━━━━━ RECORDED DATA ━━━━━
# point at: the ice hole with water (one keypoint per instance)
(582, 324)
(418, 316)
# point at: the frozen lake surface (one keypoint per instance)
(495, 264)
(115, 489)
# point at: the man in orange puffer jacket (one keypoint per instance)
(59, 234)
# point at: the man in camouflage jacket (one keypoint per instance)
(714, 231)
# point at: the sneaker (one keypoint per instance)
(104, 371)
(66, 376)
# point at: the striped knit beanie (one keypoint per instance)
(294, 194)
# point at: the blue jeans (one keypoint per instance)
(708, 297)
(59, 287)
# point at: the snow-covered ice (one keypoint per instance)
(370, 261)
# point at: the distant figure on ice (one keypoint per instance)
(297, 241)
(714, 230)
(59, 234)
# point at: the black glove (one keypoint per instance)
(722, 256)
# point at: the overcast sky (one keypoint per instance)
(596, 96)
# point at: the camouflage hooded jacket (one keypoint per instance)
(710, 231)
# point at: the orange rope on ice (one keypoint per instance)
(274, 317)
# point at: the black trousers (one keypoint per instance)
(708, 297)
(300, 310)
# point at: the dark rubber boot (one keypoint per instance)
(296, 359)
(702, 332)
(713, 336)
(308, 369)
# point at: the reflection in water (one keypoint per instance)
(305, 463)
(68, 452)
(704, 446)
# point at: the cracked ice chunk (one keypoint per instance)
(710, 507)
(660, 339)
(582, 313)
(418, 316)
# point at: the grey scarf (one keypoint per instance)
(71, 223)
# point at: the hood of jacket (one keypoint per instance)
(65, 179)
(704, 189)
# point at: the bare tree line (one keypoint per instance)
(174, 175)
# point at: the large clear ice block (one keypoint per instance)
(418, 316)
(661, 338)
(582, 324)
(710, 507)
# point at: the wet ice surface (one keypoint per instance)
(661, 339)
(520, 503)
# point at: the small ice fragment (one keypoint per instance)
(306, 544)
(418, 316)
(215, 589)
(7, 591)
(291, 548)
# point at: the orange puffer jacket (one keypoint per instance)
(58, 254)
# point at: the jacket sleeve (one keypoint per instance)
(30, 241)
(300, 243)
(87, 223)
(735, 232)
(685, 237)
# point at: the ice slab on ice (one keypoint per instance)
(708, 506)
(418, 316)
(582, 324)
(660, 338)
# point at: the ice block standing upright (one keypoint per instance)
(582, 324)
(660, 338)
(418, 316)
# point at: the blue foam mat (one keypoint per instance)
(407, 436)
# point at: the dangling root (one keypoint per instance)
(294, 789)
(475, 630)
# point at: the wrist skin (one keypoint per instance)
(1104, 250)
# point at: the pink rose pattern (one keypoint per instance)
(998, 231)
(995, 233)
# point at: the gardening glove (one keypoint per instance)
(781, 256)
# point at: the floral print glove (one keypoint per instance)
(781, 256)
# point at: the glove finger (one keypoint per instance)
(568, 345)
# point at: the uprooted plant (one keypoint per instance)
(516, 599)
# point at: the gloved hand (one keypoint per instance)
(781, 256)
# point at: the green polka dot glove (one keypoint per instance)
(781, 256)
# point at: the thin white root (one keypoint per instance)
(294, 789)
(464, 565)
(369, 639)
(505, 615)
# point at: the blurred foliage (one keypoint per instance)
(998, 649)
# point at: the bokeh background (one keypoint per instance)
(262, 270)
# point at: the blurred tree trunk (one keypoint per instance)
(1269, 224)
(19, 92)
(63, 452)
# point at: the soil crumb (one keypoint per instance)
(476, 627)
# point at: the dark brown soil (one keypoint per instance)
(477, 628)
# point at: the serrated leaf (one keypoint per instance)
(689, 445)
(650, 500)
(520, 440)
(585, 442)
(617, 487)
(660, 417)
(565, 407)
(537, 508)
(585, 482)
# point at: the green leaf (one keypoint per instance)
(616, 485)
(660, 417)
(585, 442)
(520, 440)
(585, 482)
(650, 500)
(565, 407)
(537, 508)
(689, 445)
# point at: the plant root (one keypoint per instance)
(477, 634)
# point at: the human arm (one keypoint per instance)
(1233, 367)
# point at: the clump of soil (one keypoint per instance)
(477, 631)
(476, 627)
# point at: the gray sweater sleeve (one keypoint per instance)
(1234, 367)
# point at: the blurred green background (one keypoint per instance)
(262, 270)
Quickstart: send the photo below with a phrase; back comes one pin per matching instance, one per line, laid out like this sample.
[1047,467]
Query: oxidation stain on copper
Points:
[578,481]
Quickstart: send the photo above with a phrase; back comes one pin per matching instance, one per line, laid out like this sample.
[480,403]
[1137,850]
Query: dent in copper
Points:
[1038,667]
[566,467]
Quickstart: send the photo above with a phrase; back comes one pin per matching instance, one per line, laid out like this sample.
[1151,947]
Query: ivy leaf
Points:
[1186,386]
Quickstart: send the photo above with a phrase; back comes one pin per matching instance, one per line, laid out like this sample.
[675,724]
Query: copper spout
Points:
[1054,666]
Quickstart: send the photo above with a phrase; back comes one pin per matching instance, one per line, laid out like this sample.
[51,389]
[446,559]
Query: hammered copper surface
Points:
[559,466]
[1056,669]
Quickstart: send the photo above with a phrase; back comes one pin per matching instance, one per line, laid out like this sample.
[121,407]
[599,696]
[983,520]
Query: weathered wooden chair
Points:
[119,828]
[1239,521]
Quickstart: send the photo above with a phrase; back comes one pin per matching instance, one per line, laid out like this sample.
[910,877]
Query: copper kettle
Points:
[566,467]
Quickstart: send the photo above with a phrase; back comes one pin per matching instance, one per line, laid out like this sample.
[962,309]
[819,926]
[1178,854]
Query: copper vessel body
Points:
━━━━━
## [PROBLEM TO WORK ON]
When a line of the records includes "Query", that line belongs in the answer.

## [FINAL ANSWER]
Query: oxidation stain on copper
Query: dent in copper
Query: ivy leaf
Query: copper spout
Query: hammered copper surface
Query: weathered wooden chair
Query: copper kettle
Query: copper vessel body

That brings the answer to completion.